Re: Godel cant tell us what makes a mathematical statement true



On Aug 12, 3:28 pm, Nam Nguyen <namducngu...@xxxxxxx> wrote:
herbzet wrote:

Nam Nguyen wrote:
With the revised above, I hope you'd be convinced to change your mind.

It's pretty standard as amended, other than the fact that you
are identifying truth with provability.

Arguably, there are "forces" within the community who'd tend to
oppose such a truth definition I've given. I think in their opinion
that would reduce their sacred arithmetical truths to just syntactical
provabilities within Q; and as such, Godel's results would be groundless.

Suppose we define 'true' as 'provable' as you suggest. Then we can
define 'troo' as we had previously defined 'true'. Now we're right
back to the usual results in mathematical logic (including variations
on the incompleteness theorem that mention 'true') except 'troo'
occurs where 'true' used to appear.

Still, we have the situation that if T |/- F and T |/- ~F then
F and ~F are both false.
+++++
### Problem to solve:
Copy out everything in the post on Godel and truth from "It's pretty standard" down to "would be groundless.", and swap "community" for "field".
+++++
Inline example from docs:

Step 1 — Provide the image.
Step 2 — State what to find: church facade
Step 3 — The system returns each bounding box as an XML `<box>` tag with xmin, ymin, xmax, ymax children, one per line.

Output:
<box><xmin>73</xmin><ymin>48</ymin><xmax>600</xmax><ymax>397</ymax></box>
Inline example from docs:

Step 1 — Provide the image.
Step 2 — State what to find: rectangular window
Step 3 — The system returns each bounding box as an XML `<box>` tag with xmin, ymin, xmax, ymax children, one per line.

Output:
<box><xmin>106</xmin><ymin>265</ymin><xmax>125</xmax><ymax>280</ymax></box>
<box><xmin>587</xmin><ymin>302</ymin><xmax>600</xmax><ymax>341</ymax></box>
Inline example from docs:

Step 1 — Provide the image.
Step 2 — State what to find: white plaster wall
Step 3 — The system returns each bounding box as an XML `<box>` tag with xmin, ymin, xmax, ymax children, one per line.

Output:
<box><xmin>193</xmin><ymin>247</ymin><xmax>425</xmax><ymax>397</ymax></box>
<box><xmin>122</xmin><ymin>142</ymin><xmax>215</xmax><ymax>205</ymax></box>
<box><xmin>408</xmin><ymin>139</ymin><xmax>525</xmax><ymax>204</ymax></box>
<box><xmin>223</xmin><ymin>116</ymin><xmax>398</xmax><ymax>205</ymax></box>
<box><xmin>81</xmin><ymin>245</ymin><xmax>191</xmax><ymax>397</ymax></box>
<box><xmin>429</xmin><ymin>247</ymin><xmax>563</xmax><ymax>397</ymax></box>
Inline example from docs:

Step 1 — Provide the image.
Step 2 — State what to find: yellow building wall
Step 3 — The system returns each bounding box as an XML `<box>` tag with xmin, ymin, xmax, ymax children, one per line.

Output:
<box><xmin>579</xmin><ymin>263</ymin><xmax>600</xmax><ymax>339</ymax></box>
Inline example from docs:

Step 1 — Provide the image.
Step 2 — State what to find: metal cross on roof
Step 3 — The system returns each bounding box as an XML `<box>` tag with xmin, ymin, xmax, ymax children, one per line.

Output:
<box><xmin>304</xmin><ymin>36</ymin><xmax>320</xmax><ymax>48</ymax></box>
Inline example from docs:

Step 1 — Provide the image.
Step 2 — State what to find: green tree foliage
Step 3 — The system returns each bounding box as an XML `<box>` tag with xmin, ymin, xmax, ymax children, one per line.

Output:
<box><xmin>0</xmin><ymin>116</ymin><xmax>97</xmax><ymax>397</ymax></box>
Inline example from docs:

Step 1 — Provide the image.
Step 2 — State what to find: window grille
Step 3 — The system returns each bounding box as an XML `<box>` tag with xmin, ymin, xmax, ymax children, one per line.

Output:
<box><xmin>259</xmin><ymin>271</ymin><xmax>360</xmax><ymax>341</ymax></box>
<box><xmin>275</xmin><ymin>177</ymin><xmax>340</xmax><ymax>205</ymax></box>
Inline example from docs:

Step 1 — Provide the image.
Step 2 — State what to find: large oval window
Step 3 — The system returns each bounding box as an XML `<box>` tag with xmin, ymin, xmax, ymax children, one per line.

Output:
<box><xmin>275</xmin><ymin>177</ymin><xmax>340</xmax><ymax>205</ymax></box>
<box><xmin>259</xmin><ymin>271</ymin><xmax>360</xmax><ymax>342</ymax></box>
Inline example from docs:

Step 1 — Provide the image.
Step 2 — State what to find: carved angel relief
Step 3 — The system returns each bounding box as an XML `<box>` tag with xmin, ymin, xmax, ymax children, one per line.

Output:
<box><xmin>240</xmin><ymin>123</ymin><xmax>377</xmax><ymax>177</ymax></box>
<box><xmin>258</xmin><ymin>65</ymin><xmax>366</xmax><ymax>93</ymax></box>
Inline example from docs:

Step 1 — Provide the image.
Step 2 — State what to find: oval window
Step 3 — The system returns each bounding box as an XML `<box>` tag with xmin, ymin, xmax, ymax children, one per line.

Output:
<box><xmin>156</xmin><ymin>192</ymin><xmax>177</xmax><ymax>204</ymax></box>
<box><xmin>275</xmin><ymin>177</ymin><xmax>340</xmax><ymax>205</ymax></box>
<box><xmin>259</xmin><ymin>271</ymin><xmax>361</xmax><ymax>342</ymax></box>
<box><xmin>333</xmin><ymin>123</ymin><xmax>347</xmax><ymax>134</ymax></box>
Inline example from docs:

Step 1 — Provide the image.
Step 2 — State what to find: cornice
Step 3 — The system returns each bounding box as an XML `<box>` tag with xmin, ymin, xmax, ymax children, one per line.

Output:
+++++
### Expected answer:
It's pretty standard as amended, other than the fact that you
are identifying truth with provability.

Arguably, there are "forces" within the field who'd tend to
oppose such a truth definition I've given. I think in their opinion
that would reduce their sacred arithmetical truths to just syntactical
provabilities within Q; and as such, Godel's results would be groundless.